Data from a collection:
** BEGIN **

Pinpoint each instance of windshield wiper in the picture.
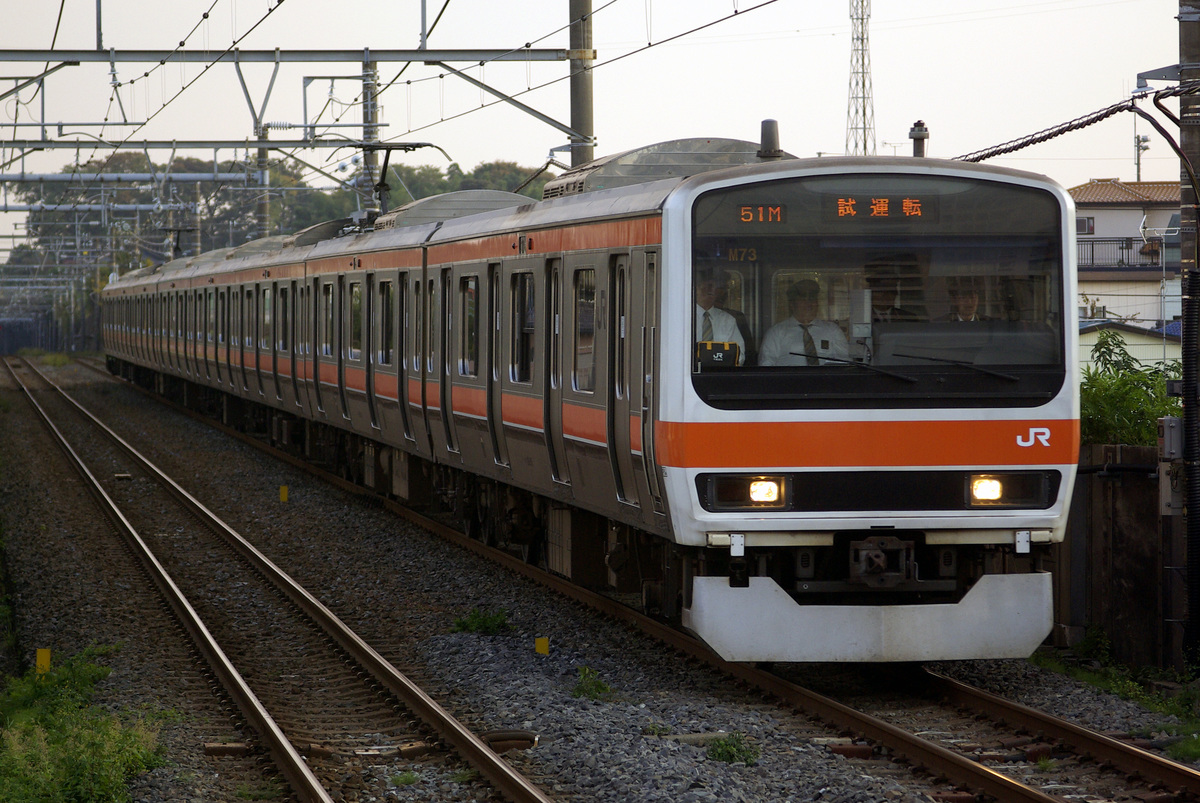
[788,352,917,382]
[894,352,1021,382]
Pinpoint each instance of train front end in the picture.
[654,158,1079,661]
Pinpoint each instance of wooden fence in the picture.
[1045,445,1187,669]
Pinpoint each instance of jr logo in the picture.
[1016,426,1050,447]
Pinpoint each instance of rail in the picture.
[10,365,551,803]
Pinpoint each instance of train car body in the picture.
[103,140,1079,661]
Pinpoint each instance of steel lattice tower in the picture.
[846,0,875,156]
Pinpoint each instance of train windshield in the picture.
[691,173,1066,408]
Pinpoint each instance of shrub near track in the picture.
[0,648,161,803]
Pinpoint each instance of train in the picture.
[101,126,1079,663]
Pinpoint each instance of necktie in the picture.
[800,323,821,365]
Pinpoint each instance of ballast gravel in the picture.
[0,366,1180,803]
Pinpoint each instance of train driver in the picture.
[938,277,990,320]
[695,271,746,365]
[758,278,850,365]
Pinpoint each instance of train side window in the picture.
[510,272,538,382]
[458,276,479,377]
[241,287,258,348]
[275,287,292,352]
[258,287,272,350]
[571,268,596,392]
[347,282,362,360]
[379,282,396,365]
[320,282,334,356]
[425,278,436,374]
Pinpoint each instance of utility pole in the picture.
[1178,0,1200,661]
[360,61,388,210]
[569,0,595,167]
[846,0,875,156]
[254,125,271,236]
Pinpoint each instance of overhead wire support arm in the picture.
[431,61,592,143]
[0,48,570,64]
[0,61,79,101]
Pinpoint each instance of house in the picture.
[1068,179,1181,329]
[1079,320,1183,371]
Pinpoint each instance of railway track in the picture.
[70,357,1200,801]
[5,359,551,802]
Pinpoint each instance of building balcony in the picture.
[1076,236,1161,271]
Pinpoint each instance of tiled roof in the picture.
[1067,179,1180,206]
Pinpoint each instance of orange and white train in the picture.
[103,130,1079,661]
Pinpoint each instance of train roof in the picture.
[112,151,1055,289]
[541,137,794,199]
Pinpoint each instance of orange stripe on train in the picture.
[654,419,1079,468]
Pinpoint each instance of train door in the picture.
[334,274,350,419]
[229,284,242,390]
[441,268,460,454]
[215,288,226,384]
[292,280,312,409]
[185,290,204,379]
[276,281,296,408]
[606,253,640,505]
[484,263,509,466]
[404,271,433,457]
[256,284,271,396]
[238,287,254,391]
[388,274,413,441]
[542,259,571,484]
[257,282,280,400]
[312,282,337,418]
[359,274,379,430]
[631,252,664,513]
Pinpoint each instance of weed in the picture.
[0,649,161,803]
[234,781,283,801]
[708,733,762,767]
[450,607,512,636]
[571,666,612,700]
[41,353,71,368]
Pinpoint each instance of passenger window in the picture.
[258,287,271,350]
[458,276,479,377]
[320,282,334,356]
[347,282,362,360]
[511,274,538,382]
[571,268,596,392]
[379,282,396,365]
[275,287,292,352]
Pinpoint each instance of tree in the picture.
[1080,330,1182,447]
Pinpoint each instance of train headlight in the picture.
[750,480,780,504]
[704,474,787,510]
[965,472,1058,510]
[971,474,1004,504]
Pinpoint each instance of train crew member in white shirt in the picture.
[758,278,850,365]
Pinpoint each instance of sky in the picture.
[0,0,1180,253]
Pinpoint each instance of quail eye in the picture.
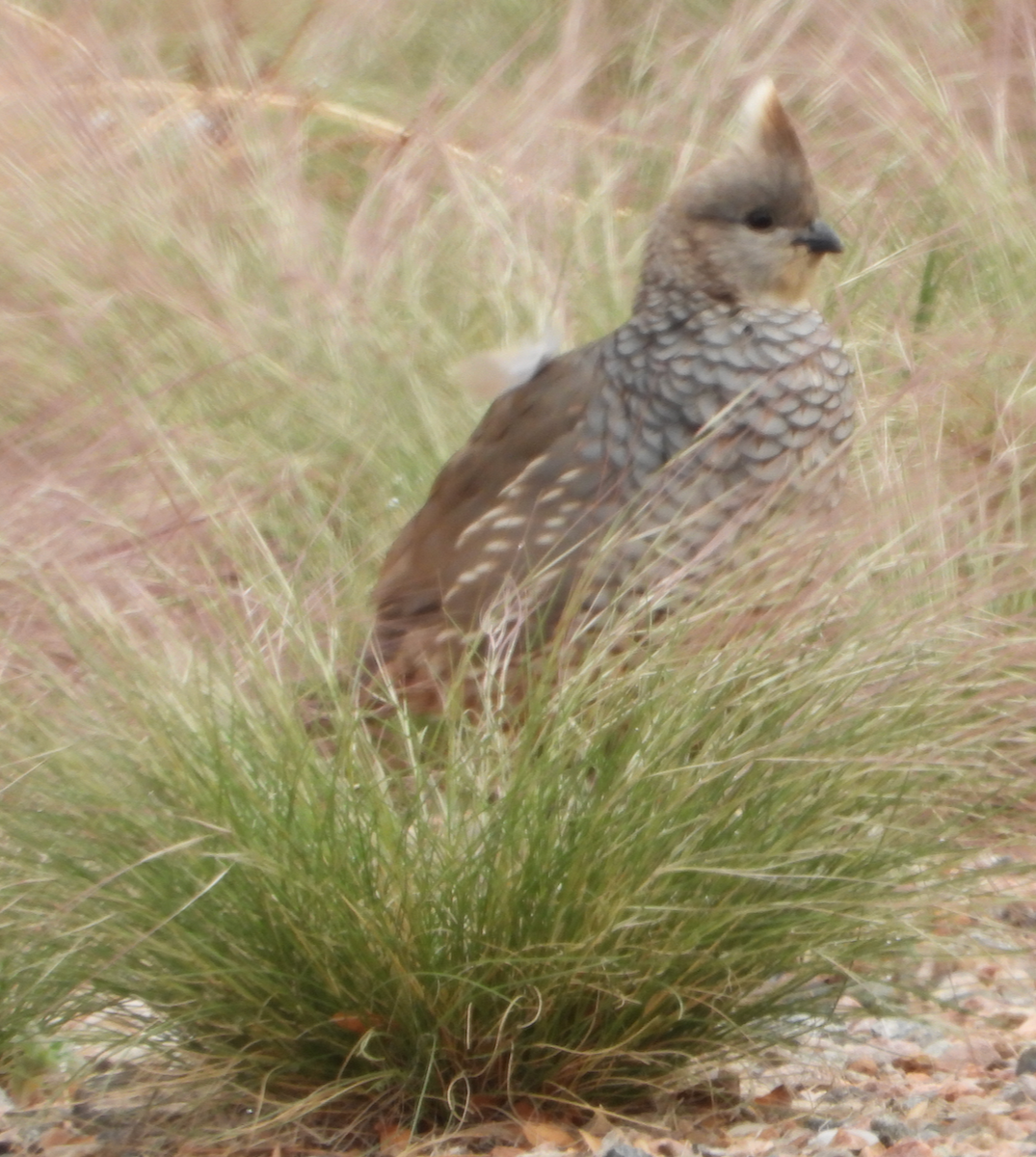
[745,209,774,232]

** END **

The exercise: Starting at the line that contains "Pinpoint each instance of train roof" and continuing through the end of the data, write out every line again, requests included, and increase each bounding box coordinate in the answers by 44. Leave out the pictures.

Full solution:
Pinpoint each instance of train roof in the picture.
[156,195,1099,333]
[585,181,838,243]
Pinpoint each instance of orange stripe on train in the picture.
[698,463,1123,512]
Pinpoint each instance of train door in the picture.
[378,318,394,463]
[273,328,286,434]
[485,312,504,498]
[259,332,270,428]
[336,324,356,453]
[229,334,248,423]
[320,325,340,452]
[650,297,684,549]
[528,307,553,510]
[448,315,477,501]
[300,328,315,440]
[282,331,298,435]
[432,318,457,485]
[586,303,615,528]
[301,326,324,444]
[356,326,381,462]
[403,318,423,474]
[675,296,708,557]
Pinpoint each instance of weed in the picture.
[44,693,205,847]
[278,825,327,845]
[752,777,806,811]
[494,651,556,680]
[615,710,656,744]
[85,397,115,412]
Pinpoint each instance of passenger window in the picture.
[302,331,315,394]
[502,320,523,421]
[364,326,378,400]
[391,326,406,404]
[555,318,582,426]
[615,312,640,436]
[423,326,440,409]
[319,331,336,396]
Pinpoint each instance of tree in the picture.
[1124,374,1226,491]
Pinpoint each instance of train headlight in the picture.
[794,524,824,548]
[748,518,831,554]
[1009,516,1102,554]
[1015,518,1048,548]
Pinpoint each instance of train crew member in white shirt in the picture.
[802,322,894,409]
Pinpoint each instance of sky in the picture.
[44,44,1224,297]
Pinpoint each instance of quail eye in the picture.
[789,253,818,276]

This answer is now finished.